SOURCE TEXT:
* * *
Re: db new! performance

2012-05-30 Thread Alexander Burger
On Wed, May 30, 2012 at 12:28:50PM +0700, Henrik Sarvell wrote:
 Use new and chunk it up:
 
(dbSync)
(for A As
   (at (0 . 1000) (commit 'upd) (prune) (dbSync))
   (new (db: +Article) '(+Article) key1 value1 key2 value2 ... ))
(commit 'upd)
 
 With new! you are locking and writing every row so should only be used
 in cases where you know you are only inserting one (or maybe very
 few).
 
 Above we create them in memory and write 1000 of them at a time.
 
 If you have 12 million you should probably use an even higher number than 
 1000.

Yes, I usually use 1. Larger values seem not to bring any further
improvements, and use too much memory.


You can slightly simplify and speed up the above, if you do not need to
synchronize with other processes during that import (i.e. if other
processes can wait until the import is done). Then you can omit the
calls to 'commit' with 'upd' (signaling done to other processes) and
the (dbSync) calls in the loop.

And, in the final end, you could call (prune T) to reset to normal
behavior, though not doing this will not have any bad effect.

With that, we would have

   (dbSync)
   (for ...
  (new (db: +Article) '(+Article) 'key1 value1 'key2 value2 ... )
  (at (0 . 1) (commit) (prune)) )
   (commit 'upd)
   (prune T)


Practically, I would also omit the 'prune' calls, and only insert them
if I find that the import process uses too much money (monitor with
'top' or 'ps'). This speeds up small imports (which include 12 million
objects).

This would simplify the import to

   (dbSync)
   (for ...
  (new (db: +Article) '(+Article) 'key1 value1 'key2 value2 ... )
  (at (0 . 1) (commit)) )
   (commit 'upd)

Cheers,
- Alex
-- 
UNSUBSCRIBE: mailto:picolisp@software-lab.de?subject=Unsubscribe


Re: db new! performance

2012-05-30 Thread Joe Bogner
Hi Alex,

Thanks for the reply. Just for reference, using seq is actually
considerably slower. It ran in 39 seconds vs. 4 seconds. I think it's
because it has to look up every object from disk to get the value of 'id
instead of using the index which is likely in memory. The index appears to
be stored as a simple list of external symbols and the index value.  I'm
just guessing through.

Thanks,
Joe

On Wed, May 30, 2012 at 9:36 AM, Alexander Burger a...@software-lab.dewrote:

 Hi Joe,

  Thank you. That sped it up. It's taking 69 seconds to insert 1M records
 
  (pool foo.db)
  (class +Invoice +Entity)
  (rel id (+Key +Number))
  (zero N)
  (bench (do 100 (new (db: +Invoice) '(+Invoice) 'id (inc 'N)) ))
  (commit)

 You can further speed it up if you distribute objects and indices across
 separate files. For the above example:

   (class +Invoice +Entity)
   (rel id (+Key +Number))
* * *
Entries from a labeling collection
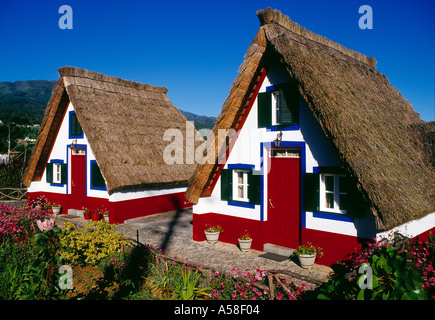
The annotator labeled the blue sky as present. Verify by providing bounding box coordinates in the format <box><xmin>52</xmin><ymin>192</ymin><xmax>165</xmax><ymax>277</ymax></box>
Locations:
<box><xmin>0</xmin><ymin>0</ymin><xmax>435</xmax><ymax>121</ymax></box>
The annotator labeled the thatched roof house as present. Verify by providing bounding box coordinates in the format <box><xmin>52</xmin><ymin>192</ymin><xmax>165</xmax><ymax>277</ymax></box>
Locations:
<box><xmin>23</xmin><ymin>67</ymin><xmax>194</xmax><ymax>194</ymax></box>
<box><xmin>186</xmin><ymin>8</ymin><xmax>435</xmax><ymax>230</ymax></box>
<box><xmin>22</xmin><ymin>67</ymin><xmax>195</xmax><ymax>223</ymax></box>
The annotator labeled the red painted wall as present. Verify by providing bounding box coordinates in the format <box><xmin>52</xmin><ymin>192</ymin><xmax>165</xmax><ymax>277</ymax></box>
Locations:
<box><xmin>193</xmin><ymin>213</ymin><xmax>369</xmax><ymax>266</ymax></box>
<box><xmin>27</xmin><ymin>192</ymin><xmax>192</xmax><ymax>224</ymax></box>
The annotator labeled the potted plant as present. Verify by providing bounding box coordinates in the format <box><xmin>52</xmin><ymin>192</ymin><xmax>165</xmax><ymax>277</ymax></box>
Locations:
<box><xmin>51</xmin><ymin>203</ymin><xmax>62</xmax><ymax>217</ymax></box>
<box><xmin>204</xmin><ymin>225</ymin><xmax>224</xmax><ymax>244</ymax></box>
<box><xmin>91</xmin><ymin>205</ymin><xmax>107</xmax><ymax>221</ymax></box>
<box><xmin>239</xmin><ymin>230</ymin><xmax>252</xmax><ymax>252</ymax></box>
<box><xmin>82</xmin><ymin>208</ymin><xmax>91</xmax><ymax>220</ymax></box>
<box><xmin>295</xmin><ymin>242</ymin><xmax>323</xmax><ymax>269</ymax></box>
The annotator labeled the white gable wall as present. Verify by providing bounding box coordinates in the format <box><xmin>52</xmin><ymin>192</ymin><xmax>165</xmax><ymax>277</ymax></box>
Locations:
<box><xmin>28</xmin><ymin>102</ymin><xmax>109</xmax><ymax>199</ymax></box>
<box><xmin>193</xmin><ymin>68</ymin><xmax>375</xmax><ymax>238</ymax></box>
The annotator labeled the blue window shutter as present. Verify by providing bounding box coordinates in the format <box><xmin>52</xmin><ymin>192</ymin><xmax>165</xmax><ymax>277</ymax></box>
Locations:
<box><xmin>257</xmin><ymin>92</ymin><xmax>272</xmax><ymax>128</ymax></box>
<box><xmin>303</xmin><ymin>173</ymin><xmax>320</xmax><ymax>212</ymax></box>
<box><xmin>60</xmin><ymin>163</ymin><xmax>67</xmax><ymax>184</ymax></box>
<box><xmin>248</xmin><ymin>171</ymin><xmax>261</xmax><ymax>204</ymax></box>
<box><xmin>221</xmin><ymin>169</ymin><xmax>233</xmax><ymax>201</ymax></box>
<box><xmin>45</xmin><ymin>163</ymin><xmax>53</xmax><ymax>183</ymax></box>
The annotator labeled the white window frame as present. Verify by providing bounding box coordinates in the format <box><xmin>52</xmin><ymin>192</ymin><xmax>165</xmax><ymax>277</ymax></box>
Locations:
<box><xmin>53</xmin><ymin>162</ymin><xmax>62</xmax><ymax>183</ymax></box>
<box><xmin>271</xmin><ymin>91</ymin><xmax>281</xmax><ymax>126</ymax></box>
<box><xmin>319</xmin><ymin>173</ymin><xmax>347</xmax><ymax>214</ymax></box>
<box><xmin>233</xmin><ymin>169</ymin><xmax>249</xmax><ymax>202</ymax></box>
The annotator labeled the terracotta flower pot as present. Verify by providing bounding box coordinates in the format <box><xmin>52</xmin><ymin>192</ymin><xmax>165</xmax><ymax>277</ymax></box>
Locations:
<box><xmin>204</xmin><ymin>231</ymin><xmax>220</xmax><ymax>244</ymax></box>
<box><xmin>51</xmin><ymin>207</ymin><xmax>61</xmax><ymax>216</ymax></box>
<box><xmin>298</xmin><ymin>254</ymin><xmax>316</xmax><ymax>269</ymax></box>
<box><xmin>91</xmin><ymin>213</ymin><xmax>101</xmax><ymax>221</ymax></box>
<box><xmin>239</xmin><ymin>239</ymin><xmax>252</xmax><ymax>252</ymax></box>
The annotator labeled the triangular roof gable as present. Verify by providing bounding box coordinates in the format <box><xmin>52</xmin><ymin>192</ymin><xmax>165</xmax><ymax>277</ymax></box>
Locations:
<box><xmin>186</xmin><ymin>9</ymin><xmax>435</xmax><ymax>230</ymax></box>
<box><xmin>23</xmin><ymin>67</ymin><xmax>194</xmax><ymax>193</ymax></box>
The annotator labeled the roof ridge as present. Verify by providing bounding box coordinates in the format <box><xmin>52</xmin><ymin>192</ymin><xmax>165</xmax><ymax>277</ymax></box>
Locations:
<box><xmin>257</xmin><ymin>7</ymin><xmax>377</xmax><ymax>68</ymax></box>
<box><xmin>57</xmin><ymin>66</ymin><xmax>168</xmax><ymax>94</ymax></box>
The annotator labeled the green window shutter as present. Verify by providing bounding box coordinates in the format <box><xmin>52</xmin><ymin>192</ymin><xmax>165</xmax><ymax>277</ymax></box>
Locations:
<box><xmin>70</xmin><ymin>113</ymin><xmax>83</xmax><ymax>137</ymax></box>
<box><xmin>60</xmin><ymin>163</ymin><xmax>67</xmax><ymax>184</ymax></box>
<box><xmin>257</xmin><ymin>92</ymin><xmax>272</xmax><ymax>128</ymax></box>
<box><xmin>279</xmin><ymin>89</ymin><xmax>295</xmax><ymax>125</ymax></box>
<box><xmin>45</xmin><ymin>163</ymin><xmax>53</xmax><ymax>183</ymax></box>
<box><xmin>248</xmin><ymin>171</ymin><xmax>261</xmax><ymax>204</ymax></box>
<box><xmin>91</xmin><ymin>162</ymin><xmax>106</xmax><ymax>188</ymax></box>
<box><xmin>221</xmin><ymin>169</ymin><xmax>233</xmax><ymax>201</ymax></box>
<box><xmin>303</xmin><ymin>173</ymin><xmax>320</xmax><ymax>212</ymax></box>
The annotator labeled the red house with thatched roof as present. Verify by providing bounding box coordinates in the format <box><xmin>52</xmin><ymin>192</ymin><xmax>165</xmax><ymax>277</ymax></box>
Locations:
<box><xmin>23</xmin><ymin>67</ymin><xmax>194</xmax><ymax>223</ymax></box>
<box><xmin>186</xmin><ymin>9</ymin><xmax>435</xmax><ymax>264</ymax></box>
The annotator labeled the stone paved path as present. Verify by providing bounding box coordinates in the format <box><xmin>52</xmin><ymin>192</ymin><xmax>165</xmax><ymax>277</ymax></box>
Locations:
<box><xmin>57</xmin><ymin>210</ymin><xmax>332</xmax><ymax>288</ymax></box>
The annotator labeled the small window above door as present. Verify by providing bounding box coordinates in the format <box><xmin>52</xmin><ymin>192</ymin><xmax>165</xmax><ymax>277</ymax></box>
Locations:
<box><xmin>270</xmin><ymin>148</ymin><xmax>300</xmax><ymax>158</ymax></box>
<box><xmin>71</xmin><ymin>148</ymin><xmax>86</xmax><ymax>155</ymax></box>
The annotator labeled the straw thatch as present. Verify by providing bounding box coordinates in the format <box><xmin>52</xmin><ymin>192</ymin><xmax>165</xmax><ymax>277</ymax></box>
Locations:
<box><xmin>186</xmin><ymin>9</ymin><xmax>435</xmax><ymax>230</ymax></box>
<box><xmin>23</xmin><ymin>67</ymin><xmax>194</xmax><ymax>193</ymax></box>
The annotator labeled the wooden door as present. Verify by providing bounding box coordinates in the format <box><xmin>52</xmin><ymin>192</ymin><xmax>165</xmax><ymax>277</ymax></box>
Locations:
<box><xmin>267</xmin><ymin>149</ymin><xmax>300</xmax><ymax>248</ymax></box>
<box><xmin>70</xmin><ymin>149</ymin><xmax>86</xmax><ymax>210</ymax></box>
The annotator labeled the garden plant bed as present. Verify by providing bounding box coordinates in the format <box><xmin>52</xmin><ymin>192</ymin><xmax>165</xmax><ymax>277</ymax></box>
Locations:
<box><xmin>0</xmin><ymin>202</ymin><xmax>435</xmax><ymax>300</ymax></box>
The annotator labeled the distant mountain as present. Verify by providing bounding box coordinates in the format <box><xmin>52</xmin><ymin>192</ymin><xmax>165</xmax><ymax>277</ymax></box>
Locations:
<box><xmin>0</xmin><ymin>80</ymin><xmax>56</xmax><ymax>124</ymax></box>
<box><xmin>0</xmin><ymin>80</ymin><xmax>216</xmax><ymax>130</ymax></box>
<box><xmin>179</xmin><ymin>109</ymin><xmax>216</xmax><ymax>130</ymax></box>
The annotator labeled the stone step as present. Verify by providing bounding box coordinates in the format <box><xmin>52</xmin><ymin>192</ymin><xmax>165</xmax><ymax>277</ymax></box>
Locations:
<box><xmin>68</xmin><ymin>209</ymin><xmax>83</xmax><ymax>218</ymax></box>
<box><xmin>263</xmin><ymin>243</ymin><xmax>295</xmax><ymax>257</ymax></box>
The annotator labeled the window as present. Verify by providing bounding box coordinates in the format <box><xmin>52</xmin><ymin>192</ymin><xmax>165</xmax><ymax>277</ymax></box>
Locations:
<box><xmin>257</xmin><ymin>85</ymin><xmax>299</xmax><ymax>128</ymax></box>
<box><xmin>45</xmin><ymin>160</ymin><xmax>67</xmax><ymax>186</ymax></box>
<box><xmin>221</xmin><ymin>164</ymin><xmax>261</xmax><ymax>208</ymax></box>
<box><xmin>272</xmin><ymin>91</ymin><xmax>281</xmax><ymax>126</ymax></box>
<box><xmin>233</xmin><ymin>170</ymin><xmax>249</xmax><ymax>202</ymax></box>
<box><xmin>91</xmin><ymin>160</ymin><xmax>106</xmax><ymax>190</ymax></box>
<box><xmin>320</xmin><ymin>174</ymin><xmax>347</xmax><ymax>213</ymax></box>
<box><xmin>69</xmin><ymin>111</ymin><xmax>83</xmax><ymax>139</ymax></box>
<box><xmin>53</xmin><ymin>163</ymin><xmax>62</xmax><ymax>183</ymax></box>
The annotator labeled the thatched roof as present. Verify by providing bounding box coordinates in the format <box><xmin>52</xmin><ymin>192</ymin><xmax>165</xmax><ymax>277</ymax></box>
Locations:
<box><xmin>23</xmin><ymin>67</ymin><xmax>194</xmax><ymax>193</ymax></box>
<box><xmin>186</xmin><ymin>8</ymin><xmax>435</xmax><ymax>230</ymax></box>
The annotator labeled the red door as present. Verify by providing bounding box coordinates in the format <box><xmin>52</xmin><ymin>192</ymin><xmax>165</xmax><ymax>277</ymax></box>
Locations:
<box><xmin>70</xmin><ymin>149</ymin><xmax>86</xmax><ymax>210</ymax></box>
<box><xmin>267</xmin><ymin>150</ymin><xmax>300</xmax><ymax>248</ymax></box>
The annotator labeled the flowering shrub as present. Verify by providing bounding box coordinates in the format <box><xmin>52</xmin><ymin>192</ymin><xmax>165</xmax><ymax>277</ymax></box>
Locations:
<box><xmin>61</xmin><ymin>220</ymin><xmax>126</xmax><ymax>265</ymax></box>
<box><xmin>209</xmin><ymin>267</ymin><xmax>305</xmax><ymax>300</ymax></box>
<box><xmin>36</xmin><ymin>218</ymin><xmax>54</xmax><ymax>231</ymax></box>
<box><xmin>295</xmin><ymin>242</ymin><xmax>323</xmax><ymax>259</ymax></box>
<box><xmin>29</xmin><ymin>196</ymin><xmax>49</xmax><ymax>209</ymax></box>
<box><xmin>94</xmin><ymin>205</ymin><xmax>109</xmax><ymax>216</ymax></box>
<box><xmin>317</xmin><ymin>234</ymin><xmax>435</xmax><ymax>300</ymax></box>
<box><xmin>0</xmin><ymin>205</ymin><xmax>47</xmax><ymax>243</ymax></box>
* * *
CHALLENGES:
1 – Answer these questions from the mailing-list thread:
(a) In Joe's test, how long did the run take with seq, and how long without it?
(b) Which two tools does Alex suggest for monitoring how much the import process uses?
(c) What call does Alex say could be made at the very end to reset to normal behavior?
2 – Please reproduce word for word everything in the mailing-list thread from "(new (db: +Article) '(+Article) key1" down to "too much memory.".
3 – List every name in the mailing-list thread that begins with a plus sign.

SOLUTIONS BY TASK:
1 –
(a) 39 seconds with seq, and 4 seconds without it.
(b) 'top' and 'ps'.
(c) (prune T)

2 –
(new (db: +Article) '(+Article) key1 value1 key2 value2 ... ))
(commit 'upd)
 
 With new! you are locking and writing every row so should only be used
 in cases where you know you are only inserting one (or maybe very
 few).
 
 Above we create them in memory and write 1000 of them at a time.
 
 If you have 12 million you should probably use an even higher number than 
 1000.

Yes, I usually use 1. Larger values seem not to bring any further
improvements, and use too much memory.

3 –
+Article
+Invoice
+Entity
+Key
+Number